GOAL:
Print the data exactly as it is given, please.

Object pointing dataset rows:
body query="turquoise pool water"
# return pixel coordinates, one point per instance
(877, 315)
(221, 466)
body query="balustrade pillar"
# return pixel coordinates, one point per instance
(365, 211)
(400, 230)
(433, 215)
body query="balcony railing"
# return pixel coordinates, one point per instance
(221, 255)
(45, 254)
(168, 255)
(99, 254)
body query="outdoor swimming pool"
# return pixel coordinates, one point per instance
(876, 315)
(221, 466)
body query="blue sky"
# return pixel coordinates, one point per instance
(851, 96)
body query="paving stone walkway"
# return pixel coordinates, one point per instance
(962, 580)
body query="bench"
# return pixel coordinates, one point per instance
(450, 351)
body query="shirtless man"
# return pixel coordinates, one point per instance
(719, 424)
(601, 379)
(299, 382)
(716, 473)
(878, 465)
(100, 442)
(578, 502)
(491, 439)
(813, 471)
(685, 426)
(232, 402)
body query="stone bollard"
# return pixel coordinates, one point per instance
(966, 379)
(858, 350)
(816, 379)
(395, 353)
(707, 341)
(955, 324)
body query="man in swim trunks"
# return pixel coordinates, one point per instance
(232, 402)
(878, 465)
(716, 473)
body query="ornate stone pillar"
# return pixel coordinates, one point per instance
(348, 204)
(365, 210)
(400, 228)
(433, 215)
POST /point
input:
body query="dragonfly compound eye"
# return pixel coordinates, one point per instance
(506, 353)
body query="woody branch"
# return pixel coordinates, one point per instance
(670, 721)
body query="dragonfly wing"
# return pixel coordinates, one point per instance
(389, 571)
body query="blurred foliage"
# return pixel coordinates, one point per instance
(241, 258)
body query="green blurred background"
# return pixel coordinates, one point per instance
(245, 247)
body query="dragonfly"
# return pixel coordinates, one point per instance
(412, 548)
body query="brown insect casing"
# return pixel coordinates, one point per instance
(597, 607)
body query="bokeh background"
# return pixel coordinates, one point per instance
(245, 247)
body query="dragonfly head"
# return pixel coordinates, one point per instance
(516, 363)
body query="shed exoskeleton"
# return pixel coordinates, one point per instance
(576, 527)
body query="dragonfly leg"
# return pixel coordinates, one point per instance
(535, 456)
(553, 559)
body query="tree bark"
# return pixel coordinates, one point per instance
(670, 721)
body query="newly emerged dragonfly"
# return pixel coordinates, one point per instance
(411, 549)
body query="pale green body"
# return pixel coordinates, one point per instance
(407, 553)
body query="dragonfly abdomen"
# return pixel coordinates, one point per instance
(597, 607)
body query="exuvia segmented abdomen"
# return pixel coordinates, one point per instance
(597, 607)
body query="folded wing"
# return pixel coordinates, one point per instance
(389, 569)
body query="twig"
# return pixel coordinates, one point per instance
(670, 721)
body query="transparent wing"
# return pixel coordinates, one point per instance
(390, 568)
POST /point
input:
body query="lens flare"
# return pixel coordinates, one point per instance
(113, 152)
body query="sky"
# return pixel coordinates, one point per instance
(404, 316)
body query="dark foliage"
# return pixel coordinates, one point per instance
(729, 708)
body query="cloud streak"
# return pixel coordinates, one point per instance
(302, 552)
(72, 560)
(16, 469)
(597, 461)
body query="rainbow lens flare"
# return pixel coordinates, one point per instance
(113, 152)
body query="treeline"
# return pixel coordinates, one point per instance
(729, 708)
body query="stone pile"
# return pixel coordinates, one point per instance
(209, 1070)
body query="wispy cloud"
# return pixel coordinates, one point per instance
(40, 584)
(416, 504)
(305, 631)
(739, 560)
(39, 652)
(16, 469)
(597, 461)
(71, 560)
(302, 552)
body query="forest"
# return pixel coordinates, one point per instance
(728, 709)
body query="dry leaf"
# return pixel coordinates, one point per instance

FINISHED ANSWER:
body query="turquoise pool water"
# return pixel coordinates, one point per instance
(877, 315)
(221, 466)
body query="balustrade pillar"
# return pixel coordinates, one point per instance
(365, 211)
(400, 230)
(433, 215)
body query="balcony railing"
# return pixel coordinates, one point per instance
(221, 255)
(45, 254)
(168, 255)
(99, 254)
body query="outdoor swimming pool"
# return pixel coordinates, one point per instance
(876, 315)
(221, 466)
body query="blue sky"
# return pixel coordinates, one point per instance
(851, 96)
body query="paving stone walkway"
# return pixel coordinates, one point per instance
(962, 580)
body query="bench"
# return pixel coordinates, one point per instance
(450, 351)
body query="shirtless man"
# return pixel coordinates, one point per instance
(719, 424)
(601, 379)
(299, 382)
(716, 473)
(878, 465)
(100, 442)
(578, 502)
(491, 439)
(813, 471)
(685, 426)
(232, 402)
body query="stone bollard"
# return pixel coordinates, one point per instance
(966, 379)
(858, 350)
(816, 379)
(395, 353)
(707, 341)
(955, 324)
body query="man in swim trunks"
# return pixel coordinates, one point per instance
(232, 402)
(878, 465)
(716, 473)
body query="ornate stone pillar"
# return pixel coordinates, one point per instance
(348, 204)
(365, 210)
(400, 228)
(433, 215)
POST /point
input:
body query="dragonfly compound eye"
# return pixel coordinates, one point per instance
(506, 353)
body query="woody branch"
# return pixel coordinates, one point per instance
(670, 721)
body query="dragonfly wing"
# return pixel coordinates, one point per instance
(389, 571)
body query="blurred foliage"
# return pixel coordinates, one point per instance
(241, 258)
body query="green blurred background"
# return pixel coordinates, one point per instance
(245, 247)
body query="dragonfly"
# return pixel coordinates, one point per instance
(412, 548)
body query="brown insect casing"
# return pixel coordinates, one point per instance
(597, 607)
body query="bokeh background"
# return pixel coordinates, one point per instance
(245, 247)
body query="dragonfly head"
# return pixel coordinates, one point per instance
(516, 363)
body query="shed exoskeleton"
# return pixel coordinates, one point per instance
(576, 527)
body query="dragonfly leg"
# return pixel coordinates, one point per instance
(535, 456)
(553, 559)
body query="tree bark"
# return pixel coordinates, one point per instance
(670, 721)
body query="newly emerged dragonfly"
# return pixel coordinates, one point per instance
(411, 549)
body query="pale green body"
# return pixel coordinates, one point per instance
(407, 553)
body query="dragonfly abdomen"
# return pixel coordinates, one point per instance
(597, 607)
body query="exuvia segmented abdomen"
# return pixel coordinates, one point per instance
(597, 607)
body query="folded wing"
# return pixel coordinates, one point per instance
(389, 569)
body query="twig"
# return pixel coordinates, one point per instance
(670, 721)
body query="transparent wing"
# return pixel coordinates, one point per instance
(390, 568)
POST /point
input:
body query="lens flare"
# return pixel coordinates, one point per instance
(113, 152)
body query="sky"
# return pixel coordinates, one point per instance
(404, 316)
body query="dark foliage"
# return pixel coordinates, one point per instance
(729, 708)
body query="cloud streak"
# return pixel coordinates, one point per instance
(302, 552)
(72, 560)
(16, 469)
(597, 461)
body query="rainbow lens flare"
# return pixel coordinates, one point per instance
(113, 152)
body query="treeline"
# return pixel coordinates, one point per instance
(729, 708)
body query="stone pile"
# return pixel coordinates, one point per instance
(209, 1070)
body query="wispy cloud"
# return pixel coordinates, one point per instance
(40, 584)
(416, 504)
(305, 631)
(739, 560)
(39, 652)
(16, 469)
(597, 461)
(71, 560)
(302, 552)
body query="forest"
# return pixel coordinates, one point per instance
(728, 709)
body query="dry leaf"
# return pixel coordinates, one point per instance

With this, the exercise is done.